#### [Given problem]
Rename "silver" to "gold" in the records, starting with the line that contains "Query: reflective silver stripe" and going on through the line that contains "113L112 113L112 116L132". Give only those lines, with everything else left unchanged.

[Items listed in a dataset]

------------------------------------

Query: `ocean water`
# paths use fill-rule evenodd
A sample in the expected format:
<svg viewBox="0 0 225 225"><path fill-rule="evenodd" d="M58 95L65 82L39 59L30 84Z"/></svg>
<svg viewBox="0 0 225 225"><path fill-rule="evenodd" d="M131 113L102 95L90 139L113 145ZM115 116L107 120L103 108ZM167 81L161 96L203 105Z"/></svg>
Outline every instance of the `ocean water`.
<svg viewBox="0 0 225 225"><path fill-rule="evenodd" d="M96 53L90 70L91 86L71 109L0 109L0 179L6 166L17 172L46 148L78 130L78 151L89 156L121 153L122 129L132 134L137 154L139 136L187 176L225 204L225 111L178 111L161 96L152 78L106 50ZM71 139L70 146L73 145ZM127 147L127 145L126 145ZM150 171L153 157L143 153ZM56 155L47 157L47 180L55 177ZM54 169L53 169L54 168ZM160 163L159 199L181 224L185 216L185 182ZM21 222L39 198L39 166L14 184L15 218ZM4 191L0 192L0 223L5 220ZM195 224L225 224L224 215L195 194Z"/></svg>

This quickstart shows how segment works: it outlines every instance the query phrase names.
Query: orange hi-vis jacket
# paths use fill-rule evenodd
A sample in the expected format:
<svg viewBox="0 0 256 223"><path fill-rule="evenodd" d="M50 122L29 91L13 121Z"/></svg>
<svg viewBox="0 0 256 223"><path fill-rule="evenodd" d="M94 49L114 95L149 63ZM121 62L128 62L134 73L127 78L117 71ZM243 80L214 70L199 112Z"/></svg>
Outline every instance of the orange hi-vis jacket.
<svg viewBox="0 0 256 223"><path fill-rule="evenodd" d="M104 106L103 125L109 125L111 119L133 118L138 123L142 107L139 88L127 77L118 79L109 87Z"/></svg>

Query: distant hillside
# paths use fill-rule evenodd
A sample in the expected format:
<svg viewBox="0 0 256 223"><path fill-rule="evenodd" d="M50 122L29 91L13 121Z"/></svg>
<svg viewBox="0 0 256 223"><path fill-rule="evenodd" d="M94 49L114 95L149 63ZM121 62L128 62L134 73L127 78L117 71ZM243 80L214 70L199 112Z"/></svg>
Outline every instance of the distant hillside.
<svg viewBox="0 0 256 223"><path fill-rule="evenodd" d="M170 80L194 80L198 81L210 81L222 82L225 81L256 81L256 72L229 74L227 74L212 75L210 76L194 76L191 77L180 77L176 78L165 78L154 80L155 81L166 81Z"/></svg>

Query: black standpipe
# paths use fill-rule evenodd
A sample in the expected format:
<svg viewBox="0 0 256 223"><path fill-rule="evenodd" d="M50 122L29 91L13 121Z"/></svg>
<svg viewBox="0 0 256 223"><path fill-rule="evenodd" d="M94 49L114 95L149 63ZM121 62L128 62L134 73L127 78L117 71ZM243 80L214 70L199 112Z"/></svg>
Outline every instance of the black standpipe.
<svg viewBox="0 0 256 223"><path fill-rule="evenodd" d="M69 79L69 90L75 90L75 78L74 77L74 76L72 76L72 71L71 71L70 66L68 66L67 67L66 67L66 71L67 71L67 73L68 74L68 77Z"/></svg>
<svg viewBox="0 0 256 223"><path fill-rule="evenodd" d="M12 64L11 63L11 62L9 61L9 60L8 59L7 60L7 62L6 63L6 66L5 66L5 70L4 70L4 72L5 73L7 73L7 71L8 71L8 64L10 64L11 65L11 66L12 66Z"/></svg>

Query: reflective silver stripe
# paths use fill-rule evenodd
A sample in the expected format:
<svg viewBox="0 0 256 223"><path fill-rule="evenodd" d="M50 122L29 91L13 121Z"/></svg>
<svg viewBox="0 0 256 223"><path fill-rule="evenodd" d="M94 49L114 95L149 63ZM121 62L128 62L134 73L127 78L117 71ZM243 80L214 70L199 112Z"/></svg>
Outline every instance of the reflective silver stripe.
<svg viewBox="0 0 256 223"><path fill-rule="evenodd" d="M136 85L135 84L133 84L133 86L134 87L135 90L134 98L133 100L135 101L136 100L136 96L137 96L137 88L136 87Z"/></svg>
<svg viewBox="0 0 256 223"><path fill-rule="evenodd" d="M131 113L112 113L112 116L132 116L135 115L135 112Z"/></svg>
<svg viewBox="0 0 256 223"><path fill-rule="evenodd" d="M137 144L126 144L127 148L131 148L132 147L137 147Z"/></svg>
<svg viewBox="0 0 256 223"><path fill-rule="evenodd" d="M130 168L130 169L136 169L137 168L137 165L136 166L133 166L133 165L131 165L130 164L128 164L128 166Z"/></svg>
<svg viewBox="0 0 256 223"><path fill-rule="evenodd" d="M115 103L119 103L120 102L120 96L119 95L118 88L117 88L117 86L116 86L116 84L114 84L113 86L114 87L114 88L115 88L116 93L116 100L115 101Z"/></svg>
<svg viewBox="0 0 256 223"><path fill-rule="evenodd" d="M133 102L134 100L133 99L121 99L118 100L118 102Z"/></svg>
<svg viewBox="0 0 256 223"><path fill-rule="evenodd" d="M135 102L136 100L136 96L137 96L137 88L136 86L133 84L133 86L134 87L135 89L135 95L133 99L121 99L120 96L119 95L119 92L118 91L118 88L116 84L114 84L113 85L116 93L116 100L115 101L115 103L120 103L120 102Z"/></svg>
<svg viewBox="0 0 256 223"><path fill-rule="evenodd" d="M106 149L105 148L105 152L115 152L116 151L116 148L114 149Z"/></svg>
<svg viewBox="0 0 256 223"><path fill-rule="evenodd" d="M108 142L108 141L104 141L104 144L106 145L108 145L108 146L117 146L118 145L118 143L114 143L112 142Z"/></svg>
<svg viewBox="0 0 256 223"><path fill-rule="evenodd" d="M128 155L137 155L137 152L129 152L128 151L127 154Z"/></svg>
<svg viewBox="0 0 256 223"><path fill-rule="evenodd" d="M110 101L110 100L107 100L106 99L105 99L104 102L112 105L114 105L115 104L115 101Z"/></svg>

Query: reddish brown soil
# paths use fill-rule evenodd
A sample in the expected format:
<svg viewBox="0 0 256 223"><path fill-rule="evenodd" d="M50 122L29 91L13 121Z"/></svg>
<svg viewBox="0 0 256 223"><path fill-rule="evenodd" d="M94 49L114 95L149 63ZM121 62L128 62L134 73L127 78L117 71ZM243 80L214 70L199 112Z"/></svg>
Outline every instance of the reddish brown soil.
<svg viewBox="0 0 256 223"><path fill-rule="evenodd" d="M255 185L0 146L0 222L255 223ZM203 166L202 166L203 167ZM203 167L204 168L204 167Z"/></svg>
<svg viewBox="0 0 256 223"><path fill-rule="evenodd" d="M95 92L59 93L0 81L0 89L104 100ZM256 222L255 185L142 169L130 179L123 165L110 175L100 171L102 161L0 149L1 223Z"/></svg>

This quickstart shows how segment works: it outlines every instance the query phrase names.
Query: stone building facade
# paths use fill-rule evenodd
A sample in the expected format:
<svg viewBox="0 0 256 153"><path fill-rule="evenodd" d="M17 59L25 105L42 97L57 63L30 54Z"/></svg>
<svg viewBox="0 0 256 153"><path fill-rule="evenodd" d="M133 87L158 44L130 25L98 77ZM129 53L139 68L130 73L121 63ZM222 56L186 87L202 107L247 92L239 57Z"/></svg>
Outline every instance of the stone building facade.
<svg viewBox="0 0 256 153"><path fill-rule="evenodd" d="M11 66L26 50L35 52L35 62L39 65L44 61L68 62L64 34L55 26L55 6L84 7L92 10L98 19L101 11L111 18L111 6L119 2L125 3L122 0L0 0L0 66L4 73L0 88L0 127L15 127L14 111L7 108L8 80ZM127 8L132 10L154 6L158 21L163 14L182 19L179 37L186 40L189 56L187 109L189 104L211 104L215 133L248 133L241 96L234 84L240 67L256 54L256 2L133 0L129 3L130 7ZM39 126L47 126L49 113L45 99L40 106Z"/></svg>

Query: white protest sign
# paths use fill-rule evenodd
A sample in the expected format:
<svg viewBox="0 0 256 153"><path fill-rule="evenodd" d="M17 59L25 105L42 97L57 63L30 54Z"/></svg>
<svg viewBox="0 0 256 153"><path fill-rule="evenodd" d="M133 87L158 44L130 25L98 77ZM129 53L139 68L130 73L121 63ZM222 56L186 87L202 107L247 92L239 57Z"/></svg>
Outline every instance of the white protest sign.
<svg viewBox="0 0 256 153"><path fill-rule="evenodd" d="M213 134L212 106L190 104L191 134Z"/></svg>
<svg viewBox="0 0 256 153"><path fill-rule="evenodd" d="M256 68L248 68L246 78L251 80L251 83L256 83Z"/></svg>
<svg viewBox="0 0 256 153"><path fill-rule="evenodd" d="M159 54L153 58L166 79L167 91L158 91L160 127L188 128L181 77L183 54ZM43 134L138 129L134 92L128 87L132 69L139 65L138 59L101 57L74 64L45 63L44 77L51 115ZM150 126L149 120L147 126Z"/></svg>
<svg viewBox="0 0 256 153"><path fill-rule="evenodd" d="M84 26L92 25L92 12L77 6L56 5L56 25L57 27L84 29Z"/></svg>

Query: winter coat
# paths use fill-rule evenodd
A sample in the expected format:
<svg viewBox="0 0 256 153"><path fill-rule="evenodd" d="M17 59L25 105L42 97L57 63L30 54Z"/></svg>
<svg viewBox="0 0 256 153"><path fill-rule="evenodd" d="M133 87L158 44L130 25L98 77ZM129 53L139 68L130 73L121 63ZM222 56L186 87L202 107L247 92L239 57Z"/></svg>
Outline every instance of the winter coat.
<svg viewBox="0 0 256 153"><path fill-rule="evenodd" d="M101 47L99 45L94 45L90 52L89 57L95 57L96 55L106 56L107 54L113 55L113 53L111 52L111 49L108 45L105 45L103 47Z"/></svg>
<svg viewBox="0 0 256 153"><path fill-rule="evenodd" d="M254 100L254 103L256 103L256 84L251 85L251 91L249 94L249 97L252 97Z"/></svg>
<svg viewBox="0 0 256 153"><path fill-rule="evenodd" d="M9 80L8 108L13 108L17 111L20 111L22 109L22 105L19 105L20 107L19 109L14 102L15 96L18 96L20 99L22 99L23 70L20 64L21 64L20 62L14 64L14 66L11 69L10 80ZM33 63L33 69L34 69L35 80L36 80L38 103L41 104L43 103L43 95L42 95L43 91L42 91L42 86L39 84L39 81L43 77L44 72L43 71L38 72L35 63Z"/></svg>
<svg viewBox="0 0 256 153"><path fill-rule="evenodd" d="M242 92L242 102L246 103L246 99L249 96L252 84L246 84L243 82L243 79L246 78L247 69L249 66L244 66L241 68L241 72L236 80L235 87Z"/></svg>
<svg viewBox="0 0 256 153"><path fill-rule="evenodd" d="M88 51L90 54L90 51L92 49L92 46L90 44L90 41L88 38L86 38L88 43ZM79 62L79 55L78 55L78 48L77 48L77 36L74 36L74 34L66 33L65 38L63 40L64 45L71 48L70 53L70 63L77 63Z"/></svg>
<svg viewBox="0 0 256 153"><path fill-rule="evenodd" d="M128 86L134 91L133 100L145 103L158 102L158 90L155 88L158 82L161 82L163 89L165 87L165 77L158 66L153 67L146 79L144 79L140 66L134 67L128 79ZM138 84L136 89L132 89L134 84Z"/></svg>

------------------------------------

#### [Answer in full]
Query: reflective gold stripe
# paths use fill-rule evenodd
A sample in the expected format:
<svg viewBox="0 0 256 223"><path fill-rule="evenodd" d="M50 122L29 91L13 121Z"/></svg>
<svg viewBox="0 0 256 223"><path fill-rule="evenodd" d="M94 49L114 95L149 63ZM121 62L128 62L134 73L127 78L117 71ZM243 80L214 70L199 112Z"/></svg>
Outline every instance of the reflective gold stripe.
<svg viewBox="0 0 256 223"><path fill-rule="evenodd" d="M136 85L135 84L133 84L133 86L134 87L135 90L134 98L133 100L135 101L136 100L136 96L137 96L137 88L136 87Z"/></svg>
<svg viewBox="0 0 256 223"><path fill-rule="evenodd" d="M131 113L112 113L112 116L132 116L135 115L135 112Z"/></svg>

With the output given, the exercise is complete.